All entries must be transcribed without a single difference.

==== Supplied data ====

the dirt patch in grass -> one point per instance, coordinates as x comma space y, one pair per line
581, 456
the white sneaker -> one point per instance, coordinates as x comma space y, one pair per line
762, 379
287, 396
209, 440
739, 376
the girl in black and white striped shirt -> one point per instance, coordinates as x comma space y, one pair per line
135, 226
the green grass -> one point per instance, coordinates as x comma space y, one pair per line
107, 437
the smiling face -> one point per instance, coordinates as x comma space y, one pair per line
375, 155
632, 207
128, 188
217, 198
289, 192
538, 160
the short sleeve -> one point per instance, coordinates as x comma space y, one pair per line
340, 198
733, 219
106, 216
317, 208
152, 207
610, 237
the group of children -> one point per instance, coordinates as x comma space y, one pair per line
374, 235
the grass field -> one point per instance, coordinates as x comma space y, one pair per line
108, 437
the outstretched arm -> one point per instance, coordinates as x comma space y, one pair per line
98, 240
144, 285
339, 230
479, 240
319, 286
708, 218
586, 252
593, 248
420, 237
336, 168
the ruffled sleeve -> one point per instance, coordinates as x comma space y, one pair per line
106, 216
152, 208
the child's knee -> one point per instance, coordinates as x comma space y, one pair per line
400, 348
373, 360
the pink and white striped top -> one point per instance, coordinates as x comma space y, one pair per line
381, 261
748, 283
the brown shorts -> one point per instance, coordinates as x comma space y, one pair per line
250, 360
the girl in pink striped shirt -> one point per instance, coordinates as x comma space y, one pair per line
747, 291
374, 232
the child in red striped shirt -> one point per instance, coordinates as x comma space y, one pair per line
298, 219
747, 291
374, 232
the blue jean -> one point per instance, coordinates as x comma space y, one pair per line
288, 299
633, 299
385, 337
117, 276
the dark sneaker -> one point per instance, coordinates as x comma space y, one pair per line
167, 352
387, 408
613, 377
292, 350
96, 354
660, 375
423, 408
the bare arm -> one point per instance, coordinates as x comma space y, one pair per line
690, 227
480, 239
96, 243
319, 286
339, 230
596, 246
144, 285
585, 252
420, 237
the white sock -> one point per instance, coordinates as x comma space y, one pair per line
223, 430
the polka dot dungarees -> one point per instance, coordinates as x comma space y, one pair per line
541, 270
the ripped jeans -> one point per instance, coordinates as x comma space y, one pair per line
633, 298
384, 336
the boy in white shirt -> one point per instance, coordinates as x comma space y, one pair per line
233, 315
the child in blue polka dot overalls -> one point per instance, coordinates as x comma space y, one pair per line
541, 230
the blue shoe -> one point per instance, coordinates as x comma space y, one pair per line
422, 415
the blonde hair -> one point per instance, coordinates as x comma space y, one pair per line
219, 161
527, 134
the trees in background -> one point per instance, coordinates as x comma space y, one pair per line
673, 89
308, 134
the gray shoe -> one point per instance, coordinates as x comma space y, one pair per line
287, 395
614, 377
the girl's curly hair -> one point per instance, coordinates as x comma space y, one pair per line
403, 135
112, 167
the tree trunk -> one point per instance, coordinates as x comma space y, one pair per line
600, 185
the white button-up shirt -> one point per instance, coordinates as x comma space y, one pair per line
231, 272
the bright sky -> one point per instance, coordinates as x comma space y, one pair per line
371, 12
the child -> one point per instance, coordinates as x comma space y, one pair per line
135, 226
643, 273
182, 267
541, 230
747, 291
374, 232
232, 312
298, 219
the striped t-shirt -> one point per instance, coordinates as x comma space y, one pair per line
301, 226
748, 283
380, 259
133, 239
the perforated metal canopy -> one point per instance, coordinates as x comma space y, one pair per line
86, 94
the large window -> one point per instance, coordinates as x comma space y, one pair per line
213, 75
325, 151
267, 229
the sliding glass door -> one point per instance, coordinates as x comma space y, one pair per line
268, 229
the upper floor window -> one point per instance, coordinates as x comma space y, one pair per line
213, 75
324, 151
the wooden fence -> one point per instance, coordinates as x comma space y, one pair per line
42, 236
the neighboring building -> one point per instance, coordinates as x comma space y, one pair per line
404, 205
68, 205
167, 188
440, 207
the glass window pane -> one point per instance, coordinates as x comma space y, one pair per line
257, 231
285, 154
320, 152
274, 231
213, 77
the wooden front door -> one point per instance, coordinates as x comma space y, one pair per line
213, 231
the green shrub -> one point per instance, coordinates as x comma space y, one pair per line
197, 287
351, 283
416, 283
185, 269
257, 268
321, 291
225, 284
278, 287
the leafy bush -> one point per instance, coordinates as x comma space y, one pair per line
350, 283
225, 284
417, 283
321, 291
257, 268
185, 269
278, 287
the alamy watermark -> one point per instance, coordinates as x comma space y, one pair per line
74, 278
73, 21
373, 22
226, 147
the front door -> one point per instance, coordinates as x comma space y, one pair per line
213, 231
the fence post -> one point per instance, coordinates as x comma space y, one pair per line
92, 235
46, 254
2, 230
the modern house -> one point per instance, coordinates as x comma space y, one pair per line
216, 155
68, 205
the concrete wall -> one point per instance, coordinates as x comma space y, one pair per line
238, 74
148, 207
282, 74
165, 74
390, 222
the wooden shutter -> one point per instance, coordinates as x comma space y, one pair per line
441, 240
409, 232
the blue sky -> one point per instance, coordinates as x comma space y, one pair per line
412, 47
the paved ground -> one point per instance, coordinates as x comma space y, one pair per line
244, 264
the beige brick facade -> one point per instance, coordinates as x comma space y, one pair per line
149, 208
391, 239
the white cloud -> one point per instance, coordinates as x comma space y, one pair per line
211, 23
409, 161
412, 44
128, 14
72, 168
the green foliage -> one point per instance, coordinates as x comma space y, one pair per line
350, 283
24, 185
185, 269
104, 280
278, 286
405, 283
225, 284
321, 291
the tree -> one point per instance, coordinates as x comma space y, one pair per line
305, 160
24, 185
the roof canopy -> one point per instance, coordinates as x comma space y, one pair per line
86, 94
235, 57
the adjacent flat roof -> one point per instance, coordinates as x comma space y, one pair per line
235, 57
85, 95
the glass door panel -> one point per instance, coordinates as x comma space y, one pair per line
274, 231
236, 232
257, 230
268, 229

====

## Solution to this problem
the dirt patch in grass -> one point per instance, coordinates as x comma space y, one pair per line
581, 456
the white sneaker -> one point per instance, coordinates as x comma space y, one pair per line
762, 379
287, 396
209, 440
739, 376
the girl in black and white striped shirt -> one point per instance, coordinates as x comma space y, one pair per line
135, 226
the green grass -> one point per instance, coordinates as x comma space y, one pair per line
107, 437
the smiling face -> one point per instance, coordinates as x comma space y, one pair per line
375, 155
632, 207
128, 188
217, 198
289, 192
538, 160
the short sleeve -> one point per instance, coordinates as x comma space y, one pair per line
340, 198
733, 219
106, 216
317, 208
152, 207
610, 237
the group of children -> one point per instance, coordinates as x comma space y, one pair per line
374, 235
the grass field -> one point per instance, coordinates as x comma space y, one pair per line
108, 437
the outstretched arm -> one point per instance, coordinates as x comma space y, one pair per line
98, 240
144, 285
339, 230
479, 240
319, 286
708, 218
586, 252
593, 248
420, 237
336, 168
the ruffled sleeve -> one point per instance, coordinates as x comma space y, one pair per line
106, 216
152, 208
the child's knee -> one point per instance, coordinates as x comma space y, one pair per line
400, 348
373, 360
the pink and white striped top -> one point per instance, coordinates as x comma space y, one pair per line
381, 261
748, 283
the brown shorts -> one point per instance, coordinates as x comma space y, one pair per line
250, 360
the girl in pink striped shirt -> one point per instance, coordinates as x comma space y, one pair per line
747, 291
374, 232
the child in red striped shirt -> one point per instance, coordinates as x comma space y, one pair per line
298, 219
747, 291
374, 232
the blue jean -> one point per instance, coordinates as x comma space y, one pair per line
288, 299
633, 299
385, 337
117, 276
the dark sneaker -> one point per instance, coordinates as x comma space y, one pair per line
167, 352
387, 408
613, 377
292, 350
96, 354
660, 375
423, 408
the bare arm -> one point per instance, coordinates as x comma space y, one pair per line
690, 227
480, 239
96, 243
319, 286
339, 230
596, 246
144, 285
585, 252
420, 237
the white sock -> one point per instance, coordinates as x comma space y, one pair per line
223, 430
the polka dot dungarees -> one point per instance, coordinates as x comma space y, one pair per line
541, 270
the ripped jeans -> one point per instance, coordinates as x comma space y, one pair per line
633, 298
384, 336
the boy in white shirt -> one point per instance, coordinates as x comma space y, one pair per line
233, 315
the child in blue polka dot overalls -> one point per instance, coordinates as x comma space y, one pair per line
541, 230
the blue shoe -> one point per instance, coordinates as x comma space y, one pair per line
422, 415
the blonde hair -> one point per instance, coordinates as x comma space y, one pair per line
219, 161
527, 134
the trees in background -> one point per instance, coordinates as x comma space y, one pair per line
673, 89
308, 134
the gray shoe -> one point per instance, coordinates as x comma space y, one pair per line
287, 395
614, 377
the girl's curly hair -> one point per instance, coordinates as x comma space y, one pair per line
403, 135
112, 167
the tree trunk -> one point per instance, coordinates as x comma space y, one pair per line
600, 185
the white button-up shirt -> one point per instance, coordinates as x comma space y, one pair per line
231, 272
the bright sky -> one point per instance, coordinates as x comma space y, one pair per line
371, 12
the child -> one point per instance, coordinates as x comma space y, one pair per line
135, 226
643, 273
182, 267
541, 230
747, 291
374, 232
232, 312
298, 219
the striped t-shirt -> one point per instance, coordinates as x comma space y, one pair per line
301, 226
748, 283
380, 259
133, 239
the perforated metal canopy -> one point per instance, coordinates as x comma space y, one pair per line
86, 94
the large window -> one point per instance, coordinates as x comma space y, one pair per line
213, 75
325, 151
267, 229
the sliding glass door -> one point per instance, coordinates as x comma space y, one pair per line
268, 229
the upper floor window -> one point per instance, coordinates as x comma space y, one pair per line
213, 75
324, 151
the wooden fence -> one point per instance, coordinates as x comma space y, one pair per line
42, 236
the neighboring building -> one point per instance, coordinates as x comma space y, one pair per line
404, 205
68, 205
167, 188
440, 207
the glass window pane -> one point per instance, coordinates as x comma space y, one pair per line
257, 231
285, 154
320, 152
274, 231
213, 77
the wooden front door -> one point per instance, coordinates as x comma space y, one pair per line
213, 231
the green shrub -> one point per instance, coordinates as x comma space y, one pair per line
197, 287
351, 283
416, 283
185, 269
257, 268
321, 291
225, 284
278, 287
the leafy bush -> one point per instance, coordinates as x comma space y, one pair per line
350, 283
225, 284
417, 283
321, 291
257, 268
185, 269
278, 287
the alamy watermark -> one point per instance, coordinates as x comma space y, one pair per line
74, 278
73, 21
373, 22
226, 147
the front door -> one point per instance, coordinates as x comma space y, one pair per line
213, 231
the fence post -> one point per instance, coordinates as x comma space y, one pair per line
92, 235
46, 254
2, 230
the modern house -> one point per instance, coordinates as x comma space y, one pair per line
216, 155
68, 205
the concrete wall -> one point per instance, coordinates as x comma space y, one pair per line
238, 74
148, 207
282, 74
165, 74
390, 222
the wooden shutter -> one point per instance, coordinates as x comma space y, one pair per line
441, 240
409, 232
the blue sky -> one point per instance, coordinates as x comma space y, one pair per line
412, 47
the paved ground -> one point per instance, coordinates as x comma space y, one pair per line
244, 264
the beige brick facade -> one point per instance, coordinates as x comma space y, one pair per line
149, 208
391, 239
the white cloud -> one point per instance, coordinates as x comma space y, one pair per line
211, 23
409, 161
412, 44
128, 14
72, 168
the green foliage -> one point per instance, coordinates as x comma space y, one pair per line
350, 283
24, 185
185, 269
104, 280
278, 286
405, 283
225, 284
321, 291
the tree -> one point per instance, coordinates as x comma space y, one pair per line
305, 160
24, 185
the roof canopy -> one point per instance, coordinates as x comma space y, one pair per line
86, 94
235, 57
the adjacent flat roof -> one point per instance, coordinates as x comma space y, one pair per line
235, 57
85, 95
the glass door panel -> one point per instance, coordinates as x comma space y, one pair per line
274, 231
236, 232
257, 230
268, 229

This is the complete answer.